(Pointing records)

--- --- ---

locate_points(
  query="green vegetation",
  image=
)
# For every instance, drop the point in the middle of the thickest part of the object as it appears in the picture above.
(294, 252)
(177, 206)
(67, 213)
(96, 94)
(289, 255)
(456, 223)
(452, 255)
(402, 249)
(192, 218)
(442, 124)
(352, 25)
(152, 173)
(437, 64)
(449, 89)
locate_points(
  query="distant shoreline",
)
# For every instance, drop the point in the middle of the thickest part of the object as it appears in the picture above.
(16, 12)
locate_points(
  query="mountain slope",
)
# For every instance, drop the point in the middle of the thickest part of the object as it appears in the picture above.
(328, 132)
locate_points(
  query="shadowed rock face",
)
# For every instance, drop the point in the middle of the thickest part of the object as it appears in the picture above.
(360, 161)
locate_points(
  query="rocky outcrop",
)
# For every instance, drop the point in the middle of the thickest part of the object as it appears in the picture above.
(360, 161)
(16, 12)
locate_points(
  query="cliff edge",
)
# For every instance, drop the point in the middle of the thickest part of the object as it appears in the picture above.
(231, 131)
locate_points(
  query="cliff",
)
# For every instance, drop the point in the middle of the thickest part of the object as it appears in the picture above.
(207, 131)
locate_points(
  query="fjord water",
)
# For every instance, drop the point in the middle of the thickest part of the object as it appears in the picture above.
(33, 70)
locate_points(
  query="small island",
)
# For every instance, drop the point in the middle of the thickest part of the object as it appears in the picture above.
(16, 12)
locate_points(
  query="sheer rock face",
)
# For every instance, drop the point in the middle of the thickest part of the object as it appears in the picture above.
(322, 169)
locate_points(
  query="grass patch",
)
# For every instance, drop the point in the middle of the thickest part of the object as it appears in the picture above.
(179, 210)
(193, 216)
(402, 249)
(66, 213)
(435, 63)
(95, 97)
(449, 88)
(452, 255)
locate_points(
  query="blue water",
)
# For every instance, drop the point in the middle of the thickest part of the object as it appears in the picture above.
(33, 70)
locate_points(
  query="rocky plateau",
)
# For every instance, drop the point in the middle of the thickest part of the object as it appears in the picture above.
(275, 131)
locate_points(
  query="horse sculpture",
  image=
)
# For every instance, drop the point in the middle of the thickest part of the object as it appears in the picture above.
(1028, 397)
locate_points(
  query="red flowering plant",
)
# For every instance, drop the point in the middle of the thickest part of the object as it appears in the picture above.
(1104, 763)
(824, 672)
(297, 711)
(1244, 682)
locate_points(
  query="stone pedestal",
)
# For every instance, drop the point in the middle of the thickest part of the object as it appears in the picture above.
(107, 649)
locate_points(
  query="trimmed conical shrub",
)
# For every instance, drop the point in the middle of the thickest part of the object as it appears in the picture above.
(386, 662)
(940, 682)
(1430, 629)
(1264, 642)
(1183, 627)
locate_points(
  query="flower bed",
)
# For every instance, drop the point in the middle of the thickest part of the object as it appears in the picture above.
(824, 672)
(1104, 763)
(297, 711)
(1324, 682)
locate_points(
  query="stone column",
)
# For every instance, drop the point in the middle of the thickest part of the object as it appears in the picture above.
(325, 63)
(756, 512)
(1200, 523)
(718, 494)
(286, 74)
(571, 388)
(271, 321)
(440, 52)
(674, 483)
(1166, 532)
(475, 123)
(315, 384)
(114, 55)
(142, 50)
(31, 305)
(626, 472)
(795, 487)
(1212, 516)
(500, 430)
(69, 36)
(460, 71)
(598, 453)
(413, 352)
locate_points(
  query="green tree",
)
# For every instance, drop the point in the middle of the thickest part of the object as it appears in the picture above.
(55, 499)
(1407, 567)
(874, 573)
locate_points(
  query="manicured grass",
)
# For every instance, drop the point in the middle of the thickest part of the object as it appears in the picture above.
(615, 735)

--- --- ---

Your objective:
Reproduce the records in full, exactly as written.

Task response:
locate_points(
  query="green vegetation",
  image=
)
# For every instance, drop the point in the middle of the thickest part of the object as it appears in the picture above.
(294, 252)
(177, 206)
(67, 213)
(96, 94)
(289, 255)
(456, 223)
(452, 255)
(402, 249)
(192, 218)
(442, 124)
(352, 25)
(152, 173)
(437, 64)
(449, 89)
locate_points(
  query="distant shoreline",
)
# For every instance, drop the point in the middle of the thickest part of the object as it appears in the picture above.
(16, 12)
locate_points(
  query="mountain slope",
)
# For every instance, drop the point in the middle of the thickest part of the object as it appears in the picture above.
(328, 132)
locate_points(
  query="shadowed rock face",
)
# For every instance, drop the point in the middle of the thickest part of the object as it appears in the picture above.
(360, 161)
locate_points(
  query="rocky outcrop",
)
# For every instance, drop the point in the middle of the thickest part of the object as it appears in the picture above.
(360, 161)
(16, 12)
locate_points(
  query="cliff edge",
)
# For every instance, drop the point in the middle of the thickest part of the object as it appears in the picture above.
(231, 131)
locate_points(
  query="cliff",
)
# For every instance, drop the point in the middle of the thickest part of the object as it appears in the picture above.
(207, 131)
locate_points(
  query="fjord water",
)
# For every instance, drop the point in the middle of the thickest part of the object as it appears in the picture above.
(33, 70)
locate_points(
  query="small island",
)
# For every instance, drop the point in the middle of the thickest part of the object as it appears in the picture above.
(16, 12)
locate_points(
  query="sheer rock face",
)
# For every instance, drop the point in the middle of the thickest part of the object as it appears in the picture above.
(322, 169)
locate_points(
  query="grass patch",
)
# For every instance, drop the point in the middle of the thickest part of the object as it appears in the picture above.
(179, 210)
(193, 216)
(402, 249)
(66, 213)
(435, 63)
(95, 97)
(449, 88)
(452, 255)
locate_points(
  query="blue water",
)
# For every instance, drop the point in the middle of the thickest part of the object as it appears in the picture above.
(33, 70)
locate_points(
  query="rocky plateau",
)
# For every instance, drop the point in the middle of the thickest part of the object as it appears in the picture above.
(275, 131)
locate_points(
  query="horse sculpture",
  image=
)
# For every instance, drop the point in the middle of the thickest part of the object as it appears in the picture above.
(1028, 397)
locate_points(
  query="red flowering plant",
)
# For every instance, drop the point in the middle of the thickest part of the object as it appears in the picture above.
(1104, 763)
(824, 672)
(297, 711)
(1244, 682)
locate_points(
  query="stone pedestal",
)
# For every instance, drop the point in the middle of the thickest part of the object as it appears in the picture above.
(107, 649)
locate_points(
  query="trimmed conical shrub",
)
# For every instance, drop the point in the middle of the thickest part of the object as it appears in the picture above.
(386, 662)
(940, 682)
(1430, 629)
(1264, 642)
(1183, 627)
locate_points(
  query="flower bed",
)
# For every instance, drop the point in the middle of the thickest part of the object as it appears in the picture above.
(824, 672)
(1104, 763)
(297, 711)
(1324, 682)
locate_points(
  query="stone column",
)
# For every instance, drop the point in the middle of the thickest part of the object as it appears in the picture above.
(325, 63)
(756, 512)
(1200, 523)
(718, 494)
(286, 74)
(571, 388)
(271, 321)
(440, 52)
(674, 483)
(1166, 532)
(475, 123)
(315, 384)
(114, 55)
(142, 50)
(31, 305)
(626, 472)
(795, 487)
(1212, 516)
(500, 430)
(69, 36)
(460, 71)
(598, 453)
(413, 352)
locate_points(
  query="green tree",
)
# For every instance, drop the point in the middle of the thickest part of the object as it appears in the picture above.
(55, 499)
(1407, 567)
(874, 573)
locate_points(
  query="manicured grass",
)
# For every instance, drop the point in the middle of the thickest part of the object as it appears in the picture above.
(615, 735)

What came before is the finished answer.